▶ _Written exercise 1_:
Find each line in the listing below that contains the string "hood" and copy those lines out. Matching is case-sensitive.

▶ _Supplied passage_:
──────────────────────────────
One hopes the international community will now get off its duff and do something about this growing threat. Sadly, I suspect that more denial, appeasement and delaying will be the results of this new "international awareness"--especially at the UN.
And on the second front of the Axis of Evil, we have this news:
BEIJING - North Korea on Monday agreed to stop building nuclear weapons and allow international inspections in exchange for energy aid, economic cooperation and security assurances, in a first step toward disarmament after two years of six-nation talks.
The chief U.S. envoy to the talks praised the breakthrough as a “win-win situation” and “good agreement for all of us.” But he promptly urged Pyongyang to make good on its promises by ending operations at its main nuclear facility at Yongbyon.
“What is the purpose of operating it at this point?” said U.S. Assistant Secretary of State Christopher Hill. “The time to turn it off would be about now.”
Of course, the really good time to have turned it off would have been in the late 90's when they first promised to do so. It brings to mind the old adage: Fool me once, shame on you; fool me twice, shame on me.
Unless there are immediate steps on Kim Jong Il's part to demonstrate that he is in earnest, I think we should assume that he is lying, as he has done so many times before. I completely agree with Scrappleface on this issue.
──────────────────────────────
▶ _Supplied data_:
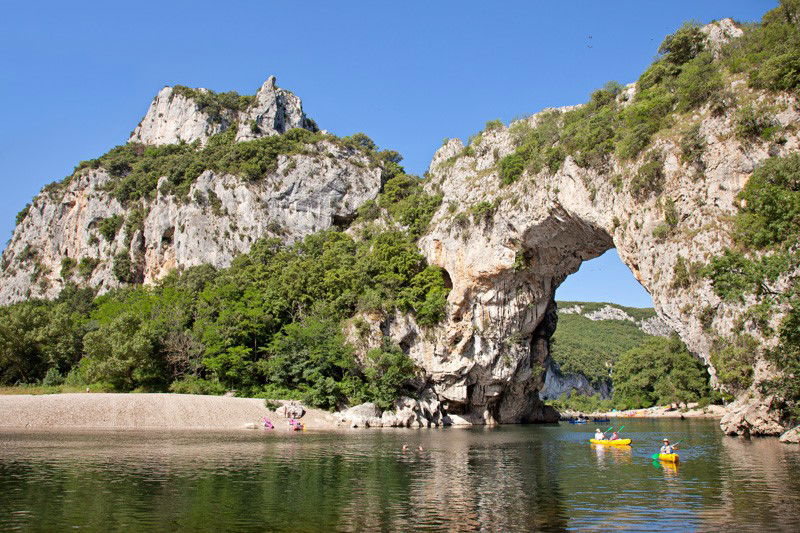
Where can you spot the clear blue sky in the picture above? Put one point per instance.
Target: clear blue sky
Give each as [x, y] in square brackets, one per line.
[76, 77]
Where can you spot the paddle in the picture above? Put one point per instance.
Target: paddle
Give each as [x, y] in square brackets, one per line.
[655, 455]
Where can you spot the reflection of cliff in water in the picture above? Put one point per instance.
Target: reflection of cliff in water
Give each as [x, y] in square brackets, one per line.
[500, 479]
[110, 481]
[759, 477]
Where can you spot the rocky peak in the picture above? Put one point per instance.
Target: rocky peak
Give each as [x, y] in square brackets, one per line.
[720, 32]
[180, 114]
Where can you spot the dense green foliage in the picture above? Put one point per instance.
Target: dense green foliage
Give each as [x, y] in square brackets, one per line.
[764, 266]
[22, 214]
[268, 325]
[684, 77]
[658, 372]
[405, 200]
[643, 370]
[108, 227]
[592, 347]
[212, 103]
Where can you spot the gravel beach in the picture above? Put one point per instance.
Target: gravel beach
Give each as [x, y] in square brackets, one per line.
[144, 411]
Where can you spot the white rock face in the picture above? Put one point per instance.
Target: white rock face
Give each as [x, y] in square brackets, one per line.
[174, 118]
[720, 32]
[274, 111]
[221, 218]
[487, 359]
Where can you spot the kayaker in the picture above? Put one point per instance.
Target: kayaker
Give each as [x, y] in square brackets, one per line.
[667, 448]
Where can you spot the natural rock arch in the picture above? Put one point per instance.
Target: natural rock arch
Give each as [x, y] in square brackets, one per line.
[507, 248]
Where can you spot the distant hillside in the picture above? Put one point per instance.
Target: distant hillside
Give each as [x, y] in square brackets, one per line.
[589, 339]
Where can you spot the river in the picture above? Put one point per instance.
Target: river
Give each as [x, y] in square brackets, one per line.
[512, 478]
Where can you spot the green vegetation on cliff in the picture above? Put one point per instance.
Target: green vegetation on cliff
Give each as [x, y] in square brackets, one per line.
[762, 268]
[643, 370]
[268, 325]
[135, 169]
[686, 76]
[592, 347]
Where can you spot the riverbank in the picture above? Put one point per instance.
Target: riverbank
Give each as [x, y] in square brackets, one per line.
[663, 411]
[145, 411]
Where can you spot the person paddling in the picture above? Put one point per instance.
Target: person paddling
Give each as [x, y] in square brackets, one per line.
[667, 448]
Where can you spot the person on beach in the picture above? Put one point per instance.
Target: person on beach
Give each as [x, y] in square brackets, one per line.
[666, 448]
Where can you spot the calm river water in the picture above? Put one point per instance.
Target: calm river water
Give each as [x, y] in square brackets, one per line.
[516, 478]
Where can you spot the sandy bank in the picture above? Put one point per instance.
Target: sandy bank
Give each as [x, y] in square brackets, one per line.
[143, 411]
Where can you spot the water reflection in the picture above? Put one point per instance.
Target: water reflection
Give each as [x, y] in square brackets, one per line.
[509, 479]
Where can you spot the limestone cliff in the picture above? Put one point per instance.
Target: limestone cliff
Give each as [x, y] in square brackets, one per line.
[507, 246]
[179, 114]
[78, 230]
[522, 207]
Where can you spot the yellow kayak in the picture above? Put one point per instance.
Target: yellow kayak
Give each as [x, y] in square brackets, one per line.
[618, 442]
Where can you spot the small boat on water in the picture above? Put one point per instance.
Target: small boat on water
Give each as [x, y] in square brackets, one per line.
[615, 442]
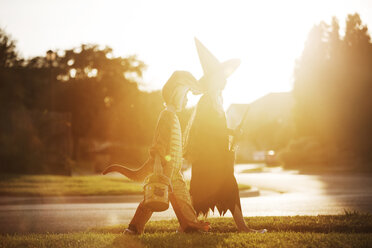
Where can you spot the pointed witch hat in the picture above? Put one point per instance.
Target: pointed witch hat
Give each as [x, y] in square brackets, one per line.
[215, 72]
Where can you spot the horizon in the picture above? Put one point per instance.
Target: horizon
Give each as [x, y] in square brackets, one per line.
[268, 51]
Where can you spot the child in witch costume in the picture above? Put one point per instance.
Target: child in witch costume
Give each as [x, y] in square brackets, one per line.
[167, 145]
[207, 147]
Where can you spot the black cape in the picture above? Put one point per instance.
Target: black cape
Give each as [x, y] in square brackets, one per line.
[213, 183]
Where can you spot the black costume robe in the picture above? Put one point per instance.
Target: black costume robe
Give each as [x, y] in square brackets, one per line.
[213, 183]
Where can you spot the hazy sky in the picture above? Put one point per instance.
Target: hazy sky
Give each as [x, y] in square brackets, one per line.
[266, 35]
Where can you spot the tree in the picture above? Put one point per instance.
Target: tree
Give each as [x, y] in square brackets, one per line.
[332, 89]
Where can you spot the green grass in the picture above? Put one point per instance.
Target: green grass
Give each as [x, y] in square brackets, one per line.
[50, 185]
[349, 230]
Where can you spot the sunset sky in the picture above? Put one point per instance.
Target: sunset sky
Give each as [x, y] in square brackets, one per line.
[266, 35]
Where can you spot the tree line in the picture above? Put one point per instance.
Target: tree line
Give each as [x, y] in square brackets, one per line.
[333, 103]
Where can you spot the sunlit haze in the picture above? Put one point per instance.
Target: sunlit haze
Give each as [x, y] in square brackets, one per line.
[267, 36]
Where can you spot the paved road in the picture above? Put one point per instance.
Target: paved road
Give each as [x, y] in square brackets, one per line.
[282, 194]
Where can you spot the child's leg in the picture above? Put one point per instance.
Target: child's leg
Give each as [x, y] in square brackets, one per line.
[140, 218]
[181, 202]
[239, 220]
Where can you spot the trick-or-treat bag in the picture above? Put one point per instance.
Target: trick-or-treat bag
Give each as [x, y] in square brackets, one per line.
[156, 189]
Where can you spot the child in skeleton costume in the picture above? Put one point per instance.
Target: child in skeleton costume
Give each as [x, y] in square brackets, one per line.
[213, 183]
[167, 145]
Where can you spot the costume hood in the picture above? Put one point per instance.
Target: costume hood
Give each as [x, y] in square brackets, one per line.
[213, 68]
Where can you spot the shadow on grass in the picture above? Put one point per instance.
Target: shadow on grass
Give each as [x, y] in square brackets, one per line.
[348, 223]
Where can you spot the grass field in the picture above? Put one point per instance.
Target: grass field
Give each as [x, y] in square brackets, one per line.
[50, 185]
[349, 230]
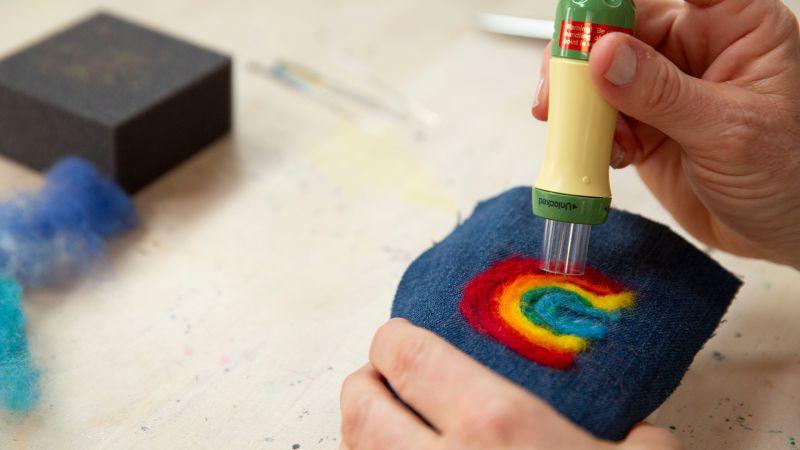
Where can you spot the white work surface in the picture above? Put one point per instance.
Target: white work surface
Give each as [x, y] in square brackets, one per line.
[263, 266]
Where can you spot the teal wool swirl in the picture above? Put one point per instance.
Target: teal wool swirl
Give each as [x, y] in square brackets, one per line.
[565, 312]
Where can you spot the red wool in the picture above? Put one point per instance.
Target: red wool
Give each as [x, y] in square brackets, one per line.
[479, 306]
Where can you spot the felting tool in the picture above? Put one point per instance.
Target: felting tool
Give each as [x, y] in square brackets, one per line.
[573, 191]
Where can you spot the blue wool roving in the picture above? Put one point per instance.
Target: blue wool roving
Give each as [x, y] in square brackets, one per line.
[61, 230]
[19, 380]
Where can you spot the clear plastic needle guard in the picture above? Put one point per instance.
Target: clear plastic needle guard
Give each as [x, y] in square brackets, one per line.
[573, 191]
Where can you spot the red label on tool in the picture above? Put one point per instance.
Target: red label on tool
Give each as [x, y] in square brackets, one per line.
[581, 36]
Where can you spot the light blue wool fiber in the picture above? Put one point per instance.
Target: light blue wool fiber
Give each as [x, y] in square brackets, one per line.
[19, 380]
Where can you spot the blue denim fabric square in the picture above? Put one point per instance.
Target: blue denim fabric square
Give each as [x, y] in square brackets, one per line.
[681, 295]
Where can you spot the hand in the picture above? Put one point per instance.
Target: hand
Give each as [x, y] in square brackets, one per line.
[468, 406]
[709, 92]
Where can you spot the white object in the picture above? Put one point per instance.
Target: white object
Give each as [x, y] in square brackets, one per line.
[516, 26]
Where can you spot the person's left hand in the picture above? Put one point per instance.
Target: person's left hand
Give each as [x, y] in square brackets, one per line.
[468, 406]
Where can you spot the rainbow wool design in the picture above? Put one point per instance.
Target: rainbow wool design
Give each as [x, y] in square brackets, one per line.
[544, 317]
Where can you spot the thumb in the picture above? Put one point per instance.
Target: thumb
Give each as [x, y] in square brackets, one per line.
[645, 85]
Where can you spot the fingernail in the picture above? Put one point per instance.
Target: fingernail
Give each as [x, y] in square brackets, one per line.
[538, 99]
[623, 68]
[617, 156]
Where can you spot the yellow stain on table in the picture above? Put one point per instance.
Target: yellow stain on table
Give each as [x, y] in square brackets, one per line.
[360, 160]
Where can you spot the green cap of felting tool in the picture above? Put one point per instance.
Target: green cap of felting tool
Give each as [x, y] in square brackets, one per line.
[573, 191]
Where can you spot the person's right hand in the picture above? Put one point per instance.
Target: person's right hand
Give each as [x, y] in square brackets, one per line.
[710, 93]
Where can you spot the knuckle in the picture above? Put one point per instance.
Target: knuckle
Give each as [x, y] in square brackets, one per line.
[409, 361]
[495, 422]
[665, 92]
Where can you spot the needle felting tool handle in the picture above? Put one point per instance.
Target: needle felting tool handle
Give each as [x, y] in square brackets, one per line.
[573, 190]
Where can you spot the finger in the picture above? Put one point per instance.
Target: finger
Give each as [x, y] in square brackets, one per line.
[643, 84]
[432, 376]
[654, 19]
[626, 146]
[646, 436]
[373, 419]
[541, 103]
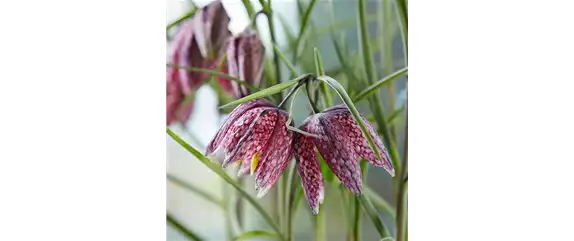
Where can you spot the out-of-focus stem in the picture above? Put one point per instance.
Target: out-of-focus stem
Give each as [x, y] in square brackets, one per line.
[402, 206]
[269, 13]
[320, 226]
[375, 101]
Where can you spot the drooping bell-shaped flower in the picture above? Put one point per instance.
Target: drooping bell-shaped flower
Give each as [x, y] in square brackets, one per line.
[245, 57]
[196, 44]
[211, 24]
[255, 136]
[177, 110]
[341, 143]
[181, 82]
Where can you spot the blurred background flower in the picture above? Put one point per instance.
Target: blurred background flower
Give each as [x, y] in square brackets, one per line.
[342, 60]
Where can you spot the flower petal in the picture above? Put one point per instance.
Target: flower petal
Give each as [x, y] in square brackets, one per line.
[233, 117]
[347, 128]
[309, 170]
[338, 152]
[276, 156]
[254, 140]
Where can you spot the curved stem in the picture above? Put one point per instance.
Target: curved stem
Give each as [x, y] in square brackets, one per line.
[401, 204]
[269, 13]
[310, 98]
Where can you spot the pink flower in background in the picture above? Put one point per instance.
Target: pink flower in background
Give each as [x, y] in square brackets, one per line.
[256, 136]
[211, 29]
[198, 44]
[342, 145]
[245, 57]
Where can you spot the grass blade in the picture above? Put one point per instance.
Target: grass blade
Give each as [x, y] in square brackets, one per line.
[187, 186]
[282, 57]
[170, 220]
[262, 93]
[374, 87]
[255, 234]
[349, 103]
[375, 102]
[216, 73]
[404, 17]
[220, 172]
[304, 23]
[190, 14]
[321, 71]
[373, 215]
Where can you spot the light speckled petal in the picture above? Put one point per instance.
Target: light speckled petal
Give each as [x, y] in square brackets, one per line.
[233, 117]
[255, 138]
[275, 157]
[338, 153]
[246, 55]
[309, 168]
[211, 23]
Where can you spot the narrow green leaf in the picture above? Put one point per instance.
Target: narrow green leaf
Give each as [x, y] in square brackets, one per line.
[249, 8]
[255, 234]
[170, 220]
[327, 173]
[379, 202]
[321, 71]
[220, 172]
[290, 36]
[374, 87]
[304, 23]
[282, 57]
[373, 215]
[190, 14]
[216, 73]
[187, 186]
[395, 114]
[404, 17]
[349, 103]
[263, 93]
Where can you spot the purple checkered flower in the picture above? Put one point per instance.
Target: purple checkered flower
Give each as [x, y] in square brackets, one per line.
[211, 25]
[255, 136]
[341, 143]
[245, 56]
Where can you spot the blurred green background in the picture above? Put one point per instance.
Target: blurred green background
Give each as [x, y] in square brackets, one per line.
[207, 219]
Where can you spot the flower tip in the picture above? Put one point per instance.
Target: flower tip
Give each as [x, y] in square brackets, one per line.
[315, 211]
[262, 192]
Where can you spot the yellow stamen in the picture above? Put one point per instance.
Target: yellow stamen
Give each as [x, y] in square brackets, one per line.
[254, 162]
──────────────────────────────
▶ _Written exercise 2_:
Reproduce the whole passage on North Korea's nuclear agreement above, word for word.

▶ _Expected answer 1_:
Where can you spot the costume hood in the picture above? Put one point per instance.
Target: costume hood

▶ _Expected answer 2_:
One hopes the international community will now get off its duff and do something about this growing threat. Sadly, I suspect that more denial, appeasement and delaying will be the results of this new "international awareness"--especially at the UN.
And on the second front of the Axis of Evil, we have this news:
BEIJING - North Korea on Monday agreed to stop building nuclear weapons and allow international inspections in exchange for energy aid, economic cooperation and security assurances, in a first step toward disarmament after two years of six-nation talks.
The chief U.S. envoy to the talks praised the breakthrough as a “win-win situation” and “good agreement for all of us.” But he promptly urged Pyongyang to make good on its promises by ending operations at its main nuclear facility at Yongbyon.
“What is the purpose of operating it at this point?” said U.S. Assistant Secretary of State Christopher Hill. “The time to turn it off would be about now.”
Of course, the really good time to have turned it off would have been in the late 90's when they first promised to do so. It brings to mind the old adage: Fool me once, shame on you; fool me twice, shame on me.
Unless there are immediate steps on Kim Jong Il's part to demonstrate that he is in earnest, I think we should assume that he is lying, as he has done so many times before. I completely agree with Scrappleface on this issue.